begin

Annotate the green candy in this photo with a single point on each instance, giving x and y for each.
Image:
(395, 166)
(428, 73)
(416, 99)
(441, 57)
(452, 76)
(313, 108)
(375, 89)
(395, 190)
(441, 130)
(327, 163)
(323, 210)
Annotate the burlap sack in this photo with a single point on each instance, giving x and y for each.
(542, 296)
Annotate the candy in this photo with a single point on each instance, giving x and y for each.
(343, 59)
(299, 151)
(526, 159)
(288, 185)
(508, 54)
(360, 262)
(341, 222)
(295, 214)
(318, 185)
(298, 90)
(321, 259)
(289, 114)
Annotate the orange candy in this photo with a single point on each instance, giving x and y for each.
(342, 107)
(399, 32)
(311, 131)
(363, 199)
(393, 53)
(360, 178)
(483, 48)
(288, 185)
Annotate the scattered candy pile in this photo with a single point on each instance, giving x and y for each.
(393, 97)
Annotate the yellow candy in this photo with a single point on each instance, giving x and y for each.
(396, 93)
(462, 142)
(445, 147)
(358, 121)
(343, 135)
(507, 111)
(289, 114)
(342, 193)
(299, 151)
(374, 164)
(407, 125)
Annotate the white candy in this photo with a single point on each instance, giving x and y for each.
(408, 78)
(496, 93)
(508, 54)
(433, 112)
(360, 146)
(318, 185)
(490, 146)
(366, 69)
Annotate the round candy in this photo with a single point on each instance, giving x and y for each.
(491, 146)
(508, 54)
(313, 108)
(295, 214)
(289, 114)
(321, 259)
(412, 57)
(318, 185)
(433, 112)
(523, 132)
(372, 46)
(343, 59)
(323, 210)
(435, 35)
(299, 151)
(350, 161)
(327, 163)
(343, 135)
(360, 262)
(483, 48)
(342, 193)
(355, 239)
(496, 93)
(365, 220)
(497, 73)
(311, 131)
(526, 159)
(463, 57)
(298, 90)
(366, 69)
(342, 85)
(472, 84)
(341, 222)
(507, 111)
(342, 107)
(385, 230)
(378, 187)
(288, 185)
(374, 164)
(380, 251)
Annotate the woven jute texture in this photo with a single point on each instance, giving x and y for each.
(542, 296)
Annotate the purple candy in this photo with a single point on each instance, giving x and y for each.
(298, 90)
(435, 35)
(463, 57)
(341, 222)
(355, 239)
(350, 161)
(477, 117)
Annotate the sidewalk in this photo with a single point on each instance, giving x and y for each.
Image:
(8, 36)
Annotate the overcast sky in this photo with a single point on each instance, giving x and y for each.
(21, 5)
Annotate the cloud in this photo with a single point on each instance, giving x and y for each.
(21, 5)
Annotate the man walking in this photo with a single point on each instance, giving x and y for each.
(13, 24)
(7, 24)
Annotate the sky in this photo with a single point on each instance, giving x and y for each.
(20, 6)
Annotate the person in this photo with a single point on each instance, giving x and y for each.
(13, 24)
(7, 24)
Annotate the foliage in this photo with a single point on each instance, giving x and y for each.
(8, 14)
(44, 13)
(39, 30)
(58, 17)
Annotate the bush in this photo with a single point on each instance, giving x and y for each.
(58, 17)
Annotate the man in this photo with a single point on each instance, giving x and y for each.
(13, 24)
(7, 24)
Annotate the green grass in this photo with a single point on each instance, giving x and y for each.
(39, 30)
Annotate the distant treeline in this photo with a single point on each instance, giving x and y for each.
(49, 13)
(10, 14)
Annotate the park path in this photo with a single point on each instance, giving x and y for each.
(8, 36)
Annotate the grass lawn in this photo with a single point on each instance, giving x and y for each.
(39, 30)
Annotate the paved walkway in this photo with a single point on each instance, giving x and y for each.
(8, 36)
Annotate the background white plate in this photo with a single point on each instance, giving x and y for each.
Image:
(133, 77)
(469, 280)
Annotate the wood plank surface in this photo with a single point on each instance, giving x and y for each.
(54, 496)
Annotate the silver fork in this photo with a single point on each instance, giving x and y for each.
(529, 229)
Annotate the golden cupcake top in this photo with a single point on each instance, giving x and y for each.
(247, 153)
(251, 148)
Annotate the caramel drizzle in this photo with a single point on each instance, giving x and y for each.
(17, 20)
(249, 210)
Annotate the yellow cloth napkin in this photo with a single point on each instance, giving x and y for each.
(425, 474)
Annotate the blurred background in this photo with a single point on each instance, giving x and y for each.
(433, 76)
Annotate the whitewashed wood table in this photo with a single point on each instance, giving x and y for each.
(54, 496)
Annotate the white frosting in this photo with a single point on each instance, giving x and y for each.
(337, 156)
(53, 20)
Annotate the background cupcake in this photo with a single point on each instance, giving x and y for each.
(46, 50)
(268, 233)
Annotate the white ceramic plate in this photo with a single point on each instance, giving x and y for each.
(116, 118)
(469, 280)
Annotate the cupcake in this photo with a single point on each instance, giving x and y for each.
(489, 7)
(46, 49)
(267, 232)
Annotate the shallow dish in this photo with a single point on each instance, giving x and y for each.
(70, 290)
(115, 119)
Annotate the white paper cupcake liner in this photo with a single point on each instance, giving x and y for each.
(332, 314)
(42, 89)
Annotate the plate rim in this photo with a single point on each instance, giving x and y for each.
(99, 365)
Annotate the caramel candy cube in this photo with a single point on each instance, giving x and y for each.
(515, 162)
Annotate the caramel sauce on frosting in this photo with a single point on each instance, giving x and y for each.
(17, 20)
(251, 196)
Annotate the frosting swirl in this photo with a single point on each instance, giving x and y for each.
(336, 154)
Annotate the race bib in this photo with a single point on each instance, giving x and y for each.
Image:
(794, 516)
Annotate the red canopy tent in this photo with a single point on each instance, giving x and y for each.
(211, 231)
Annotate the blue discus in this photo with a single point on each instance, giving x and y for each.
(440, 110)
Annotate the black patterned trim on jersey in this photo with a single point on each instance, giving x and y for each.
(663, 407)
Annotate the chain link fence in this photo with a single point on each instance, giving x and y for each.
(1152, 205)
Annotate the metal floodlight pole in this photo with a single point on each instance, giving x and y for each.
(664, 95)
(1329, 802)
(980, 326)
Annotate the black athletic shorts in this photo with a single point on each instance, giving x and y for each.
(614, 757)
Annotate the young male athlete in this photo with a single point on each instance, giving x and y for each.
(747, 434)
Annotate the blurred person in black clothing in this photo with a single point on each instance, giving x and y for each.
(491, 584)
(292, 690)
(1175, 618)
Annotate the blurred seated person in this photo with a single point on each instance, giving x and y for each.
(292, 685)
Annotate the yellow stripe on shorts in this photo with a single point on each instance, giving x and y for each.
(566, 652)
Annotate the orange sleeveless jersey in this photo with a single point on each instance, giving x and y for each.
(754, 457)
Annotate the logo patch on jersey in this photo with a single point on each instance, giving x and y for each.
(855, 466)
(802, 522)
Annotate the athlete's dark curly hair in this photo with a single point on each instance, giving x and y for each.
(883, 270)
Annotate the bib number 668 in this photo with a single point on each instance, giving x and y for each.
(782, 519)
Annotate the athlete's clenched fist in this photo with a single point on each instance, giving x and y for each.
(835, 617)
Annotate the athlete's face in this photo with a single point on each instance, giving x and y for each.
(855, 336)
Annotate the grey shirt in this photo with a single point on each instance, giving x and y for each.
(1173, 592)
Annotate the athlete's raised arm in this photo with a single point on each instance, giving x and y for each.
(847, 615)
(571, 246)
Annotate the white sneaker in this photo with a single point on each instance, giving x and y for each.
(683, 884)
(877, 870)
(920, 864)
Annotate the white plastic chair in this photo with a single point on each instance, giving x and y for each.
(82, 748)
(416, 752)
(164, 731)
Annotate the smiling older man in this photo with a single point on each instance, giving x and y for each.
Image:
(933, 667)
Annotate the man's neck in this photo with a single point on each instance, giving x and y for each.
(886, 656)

end

▶ _What you will do_
Rewrite the listing above as a Markdown table with two columns, Row and Line. Put a row number in Row and one line of the listing in Line, leaving out any blank lines.

▶ _Task response_
| Row | Line |
|---|---|
| 1 | Annotate the green candy in this photo with a single point on each instance, giving x and y for each. |
| 2 | Image: |
| 3 | (395, 166) |
| 4 | (428, 73) |
| 5 | (416, 99) |
| 6 | (441, 57) |
| 7 | (452, 76) |
| 8 | (313, 108) |
| 9 | (375, 89) |
| 10 | (395, 190) |
| 11 | (441, 130) |
| 12 | (327, 163) |
| 13 | (323, 210) |
| 14 | Annotate the burlap sack in this photo with a single point on each instance, giving x and y for each. |
| 15 | (542, 296) |
| 16 | Annotate the candy in this photo with a single point on each instance, giving x and y for each. |
| 17 | (343, 59) |
| 18 | (299, 151) |
| 19 | (526, 159) |
| 20 | (288, 185) |
| 21 | (508, 54) |
| 22 | (360, 262) |
| 23 | (341, 222) |
| 24 | (295, 214) |
| 25 | (318, 185) |
| 26 | (298, 90) |
| 27 | (321, 259) |
| 28 | (289, 114) |
| 29 | Annotate the orange candy in this photo with a single point on each instance, giving x and y for each. |
| 30 | (342, 107) |
| 31 | (399, 32) |
| 32 | (311, 131) |
| 33 | (363, 199) |
| 34 | (393, 53) |
| 35 | (360, 178) |
| 36 | (483, 48) |
| 37 | (288, 185) |
| 38 | Annotate the scattered candy pile in this photo with a single point on each instance, giving x and y for each. |
| 39 | (393, 97) |
| 40 | Annotate the yellow candy in this photo with a single point on each instance, giving x and y for each. |
| 41 | (396, 93) |
| 42 | (462, 142) |
| 43 | (445, 147) |
| 44 | (358, 121) |
| 45 | (343, 135) |
| 46 | (507, 111) |
| 47 | (289, 114) |
| 48 | (342, 193) |
| 49 | (299, 151) |
| 50 | (374, 164) |
| 51 | (407, 125) |
| 52 | Annotate the white candy in this photo with a single point on each instance, giving x and y for each. |
| 53 | (408, 78) |
| 54 | (496, 93) |
| 55 | (508, 54) |
| 56 | (433, 112) |
| 57 | (360, 146) |
| 58 | (318, 185) |
| 59 | (490, 146) |
| 60 | (366, 69) |
| 61 | Annotate the round candy in this photo with a single point on each instance, giving x and y for each. |
| 62 | (491, 146) |
| 63 | (508, 54) |
| 64 | (313, 108) |
| 65 | (295, 214) |
| 66 | (289, 114) |
| 67 | (321, 259) |
| 68 | (412, 57) |
| 69 | (318, 185) |
| 70 | (433, 112) |
| 71 | (523, 132) |
| 72 | (372, 46) |
| 73 | (343, 59) |
| 74 | (323, 210) |
| 75 | (435, 35) |
| 76 | (299, 151) |
| 77 | (350, 161) |
| 78 | (327, 163) |
| 79 | (343, 135) |
| 80 | (360, 262) |
| 81 | (483, 48) |
| 82 | (342, 193) |
| 83 | (355, 239) |
| 84 | (496, 93) |
| 85 | (365, 220) |
| 86 | (497, 73) |
| 87 | (311, 131) |
| 88 | (526, 159) |
| 89 | (463, 57) |
| 90 | (298, 90) |
| 91 | (366, 69) |
| 92 | (342, 85) |
| 93 | (472, 84) |
| 94 | (341, 222) |
| 95 | (507, 111) |
| 96 | (342, 107) |
| 97 | (385, 230) |
| 98 | (378, 187) |
| 99 | (288, 185) |
| 100 | (374, 164) |
| 101 | (380, 251) |
| 102 | Annotate the woven jute texture in this photo with a single point on each instance, giving x and y for each. |
| 103 | (542, 296) |
| 104 | Annotate the purple candy in this photo with a single point on each instance, giving x and y for each. |
| 105 | (298, 90) |
| 106 | (435, 35) |
| 107 | (463, 57) |
| 108 | (341, 222) |
| 109 | (355, 239) |
| 110 | (350, 161) |
| 111 | (477, 117) |
| 112 | Annotate the sidewalk in this photo with a single point on each instance, giving x and y for each. |
| 113 | Image: |
| 114 | (8, 36) |
| 115 | Annotate the overcast sky in this photo with a single point on each instance, giving x and y for each. |
| 116 | (21, 5) |
| 117 | Annotate the cloud in this photo with a single point on each instance, giving x and y for each. |
| 118 | (21, 5) |
| 119 | Annotate the man walking in this photo with a single point on each instance, giving x and y for each. |
| 120 | (13, 24) |
| 121 | (7, 24) |
| 122 | Annotate the sky in this photo with a single point on each instance, giving x and y for each. |
| 123 | (20, 6) |
| 124 | Annotate the person in this photo with a single point on each instance, giving x and y for each. |
| 125 | (13, 24) |
| 126 | (7, 24) |
| 127 | Annotate the foliage in this photo with a single point on each instance, giving x and y for each. |
| 128 | (8, 14) |
| 129 | (44, 13) |
| 130 | (39, 30) |
| 131 | (58, 17) |
| 132 | Annotate the bush in this photo with a single point on each instance, giving x and y for each. |
| 133 | (58, 17) |
| 134 | Annotate the man in this photo with a single point on each instance, giving x and y for each. |
| 135 | (13, 24) |
| 136 | (7, 24) |
| 137 | Annotate the green grass in this photo with a single point on each instance, giving x and y for each. |
| 138 | (39, 30) |
| 139 | Annotate the distant treeline in this photo with a single point on each instance, giving x and y for each. |
| 140 | (49, 13) |
| 141 | (10, 14) |
| 142 | Annotate the park path in this photo with a single point on each instance, giving x and y for each. |
| 143 | (8, 36) |
| 144 | Annotate the grass lawn in this photo with a single point on each instance, giving x and y for each. |
| 145 | (39, 30) |
| 146 | Annotate the paved walkway in this photo with a single point on each instance, giving x and y for each. |
| 147 | (8, 36) |
| 148 | Annotate the background white plate in this photo with a single point on each instance, giving x and y for each. |
| 149 | Image: |
| 150 | (133, 77) |
| 151 | (469, 280) |
| 152 | Annotate the wood plank surface in this photo with a single point on each instance, giving x and y for each. |
| 153 | (54, 496) |
| 154 | Annotate the silver fork in this photo with a single point on each instance, giving x and y for each. |
| 155 | (529, 229) |
| 156 | Annotate the golden cupcake top in this photo with a single point on each instance, giving x and y for each. |
| 157 | (247, 153) |
| 158 | (251, 148) |
| 159 | Annotate the caramel drizzle in this photo with a single point on each instance, giving x and y for each. |
| 160 | (17, 20) |
| 161 | (249, 210) |
| 162 | Annotate the yellow cloth napkin in this photo with a single point on each instance, giving x and y for each. |
| 163 | (425, 474) |
| 164 | Annotate the blurred background in this photo with a single point on each instance, giving x and y for each. |
| 165 | (433, 76) |
| 166 | Annotate the whitewashed wood table in this photo with a single point on each instance, giving x and y for each. |
| 167 | (54, 496) |
| 168 | Annotate the white frosting in this photo with a single point on each instance, giving x and y for each. |
| 169 | (337, 156) |
| 170 | (53, 20) |
| 171 | Annotate the background cupcake in this photo with a single point on each instance, giving x and y for each. |
| 172 | (46, 50) |
| 173 | (268, 233) |
| 174 | Annotate the white ceramic plate in this photo with a single point on each instance, giving x and y for each. |
| 175 | (116, 118) |
| 176 | (469, 280) |
| 177 | Annotate the cupcake in this photo with a single point on each instance, giving x and y for each. |
| 178 | (489, 7) |
| 179 | (46, 49) |
| 180 | (267, 232) |
| 181 | Annotate the shallow dish in this photo with a single point on each instance, giving x and y for each. |
| 182 | (70, 290) |
| 183 | (115, 119) |
| 184 | Annotate the white paper cupcake liner in this photo with a single point on each instance, giving x and y for each. |
| 185 | (332, 314) |
| 186 | (42, 89) |
| 187 | Annotate the plate rim in this photo with a single point on each instance, giving x and y for each. |
| 188 | (99, 365) |
| 189 | Annotate the caramel candy cube in this photo with a single point on each instance, giving x and y for each. |
| 190 | (515, 162) |
| 191 | Annotate the caramel sauce on frosting in this photo with a single point on each instance, giving x and y for each. |
| 192 | (17, 20) |
| 193 | (251, 196) |
| 194 | Annotate the frosting swirl in this photo with a single point on each instance, giving x and y for each. |
| 195 | (336, 154) |
| 196 | Annotate the race bib in this photo with a single point on each instance, giving x and y for each. |
| 197 | Image: |
| 198 | (794, 516) |
| 199 | Annotate the red canopy tent in this photo with a single point on each instance, giving x and y for each. |
| 200 | (211, 231) |
| 201 | Annotate the blue discus in this photo with a single point on each instance, giving x and y for each. |
| 202 | (440, 110) |
| 203 | Annotate the black patterned trim on jersey in this photo with a single point on each instance, giving x and y for each. |
| 204 | (663, 407) |
| 205 | Annotate the chain link fence in this photo with a single point on each instance, giving x and y for each. |
| 206 | (1152, 205) |
| 207 | Annotate the metal floodlight pole in this photo with a single point on each instance, giving x and y for each. |
| 208 | (664, 95) |
| 209 | (1329, 802) |
| 210 | (980, 326) |
| 211 | Annotate the black athletic shorts in this photo with a single point on each instance, giving x and y for each. |
| 212 | (614, 757) |
| 213 | Annotate the young male athlete in this photo with a single point on each instance, giving x and y for each. |
| 214 | (747, 434) |
| 215 | Annotate the blurred person in black clothing in this photo with a single point on each instance, giving x and y for each. |
| 216 | (491, 584) |
| 217 | (292, 690) |
| 218 | (1175, 618) |
| 219 | Annotate the blurred seated person in this photo with a single point on each instance, giving x and y for each. |
| 220 | (292, 685) |
| 221 | Annotate the yellow stripe on shorts in this photo with a single point on each instance, giving x and y for each. |
| 222 | (566, 652) |
| 223 | Annotate the orange sleeveless jersey in this photo with a single point on each instance, giving x and y for each. |
| 224 | (754, 457) |
| 225 | Annotate the logo patch on jersey in this photo with a single point on each instance, giving x and y for each. |
| 226 | (855, 466) |
| 227 | (802, 522) |
| 228 | Annotate the athlete's dark curly hair in this photo with a single point on each instance, giving x and y for each. |
| 229 | (883, 270) |
| 230 | Annotate the bib number 668 in this photo with a single point on each instance, giving x and y for each. |
| 231 | (782, 519) |
| 232 | Annotate the athlete's clenched fist in this photo with a single point on each instance, giving x and y for each. |
| 233 | (835, 617) |
| 234 | Annotate the athlete's face in this photo with a single point on each instance, giving x and y for each. |
| 235 | (855, 336) |
| 236 | Annotate the grey shirt in this photo with a single point on each instance, giving x and y for each. |
| 237 | (1173, 592) |
| 238 | Annotate the athlete's raised arm in this photo with a single point on each instance, giving x and y for each. |
| 239 | (847, 615) |
| 240 | (571, 246) |
| 241 | Annotate the white sneaker in this photo with a single point on each instance, giving x and y for each. |
| 242 | (683, 884) |
| 243 | (877, 870) |
| 244 | (920, 864) |
| 245 | Annotate the white plastic chair in this photo with a single point on each instance, giving x and y for each. |
| 246 | (82, 748) |
| 247 | (416, 752) |
| 248 | (164, 731) |
| 249 | Annotate the smiling older man in this photo with a single point on each instance, giving x and y for each. |
| 250 | Image: |
| 251 | (933, 667) |
| 252 | Annotate the man's neck in this photo with a single point on each instance, giving x and y for each. |
| 253 | (886, 656) |